The same word in Matthew 25:27 is translated “floods.” “the floods came up against the house.”

And Paul in 2 Corinthians 11:26 talks about being in peril of waters as he’s been in trouble on the seas.

Revelation 12 speaks about the great river – the river of the water of life. And the Jordan River and the great Euphrates River, both considerable bodies of water in biblical days are described by this same word.

So what Jesus is saying when you’ve drunk of the Spirit then out of that inner centering in you is going to flow not a small trickle of water, not even a stream. But when the Spirit has truly penetrated our life then out of that inner core of our life is going to flow a surging and powerful stream of water, that essence of vitality and life and godliness and flow of the energy and character of God. Somehow the Spirit of God is going to take our personality and do something marvelous with it and have flowing out of that personality the life of Jesus, the personality and the power and the character of Jesus Christ that will flow out of that inner man as we walk with Christ and as we experience his Spirit. This is what Jesus meant. John 7:39 “By this he meant the Spirit that those who believe in him were later to receive.” Up to that time the Spirit had not yet been given since Jesus had not yet been glorified.

When does this flowing out of the inner man, these rivers, when does that take place? John says it wasn’t up until Jesus was glorified. That is, until he was ascended into heaven. The Spirit is not considered as given even though in John 20:22 the disciples received the conversion work of the Lord and he breathed on them and they received eternal life, they received the Spirit. But even that is not counted as the Spirit being given. What Jesus is referring to is the day of Pentecost when the disciples, 120 of them, for the first time drink of the Spirit who is outpoured and then out of that company, out of their inner being flows this river of the Spirit which reaches out in three directions – it’s a river of praise going upward to God in worship, it is a river going outward in evangelism, and it is a river going back inward in edification. When you look at the work of the Spirit in your life he’s always going in those directions – going up, going out, going in.

Written problem. Translate this sentence from the passage about the river of the Spirit into Spanish: "When you look at the work of the Spirit in your life he's always going in those directions – going up, going out, going in." The rows that come next were drawn from a different source.

(Image boundary annotation rows)
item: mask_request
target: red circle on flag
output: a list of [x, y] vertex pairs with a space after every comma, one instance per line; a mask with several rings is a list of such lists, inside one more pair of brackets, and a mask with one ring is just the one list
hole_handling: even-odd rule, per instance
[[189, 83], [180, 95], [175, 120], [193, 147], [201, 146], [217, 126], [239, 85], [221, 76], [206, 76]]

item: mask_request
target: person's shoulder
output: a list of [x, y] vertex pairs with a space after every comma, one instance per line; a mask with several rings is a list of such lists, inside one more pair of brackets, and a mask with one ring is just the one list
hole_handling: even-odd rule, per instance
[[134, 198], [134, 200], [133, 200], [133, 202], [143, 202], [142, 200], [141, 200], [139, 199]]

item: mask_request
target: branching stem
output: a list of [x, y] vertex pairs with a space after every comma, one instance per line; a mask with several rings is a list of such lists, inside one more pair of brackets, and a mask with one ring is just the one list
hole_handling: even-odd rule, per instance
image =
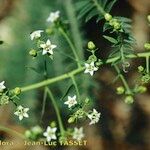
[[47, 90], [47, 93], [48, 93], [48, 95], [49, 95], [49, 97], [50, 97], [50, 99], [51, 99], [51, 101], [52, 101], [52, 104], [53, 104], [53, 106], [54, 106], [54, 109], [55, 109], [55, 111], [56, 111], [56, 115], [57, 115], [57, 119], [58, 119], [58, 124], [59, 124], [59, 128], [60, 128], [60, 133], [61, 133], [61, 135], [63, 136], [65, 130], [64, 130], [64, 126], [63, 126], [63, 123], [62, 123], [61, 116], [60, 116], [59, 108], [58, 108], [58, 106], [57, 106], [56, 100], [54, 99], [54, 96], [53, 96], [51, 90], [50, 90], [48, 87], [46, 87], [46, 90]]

--

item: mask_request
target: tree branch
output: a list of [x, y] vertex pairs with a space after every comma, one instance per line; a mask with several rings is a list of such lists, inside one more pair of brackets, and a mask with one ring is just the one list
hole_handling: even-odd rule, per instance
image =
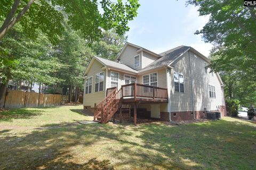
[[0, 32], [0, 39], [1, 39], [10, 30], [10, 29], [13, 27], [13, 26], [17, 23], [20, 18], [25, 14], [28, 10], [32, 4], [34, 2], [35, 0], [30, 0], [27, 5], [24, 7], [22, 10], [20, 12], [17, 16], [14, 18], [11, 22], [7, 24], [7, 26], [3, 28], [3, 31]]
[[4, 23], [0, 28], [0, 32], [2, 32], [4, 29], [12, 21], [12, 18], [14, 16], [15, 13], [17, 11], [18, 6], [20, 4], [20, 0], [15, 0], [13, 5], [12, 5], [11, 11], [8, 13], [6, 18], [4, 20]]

Reply. Cuando observas la obra del Espíritu en tu vida, él siempre va en esas direcciones: hacia arriba, hacia afuera, hacia adentro.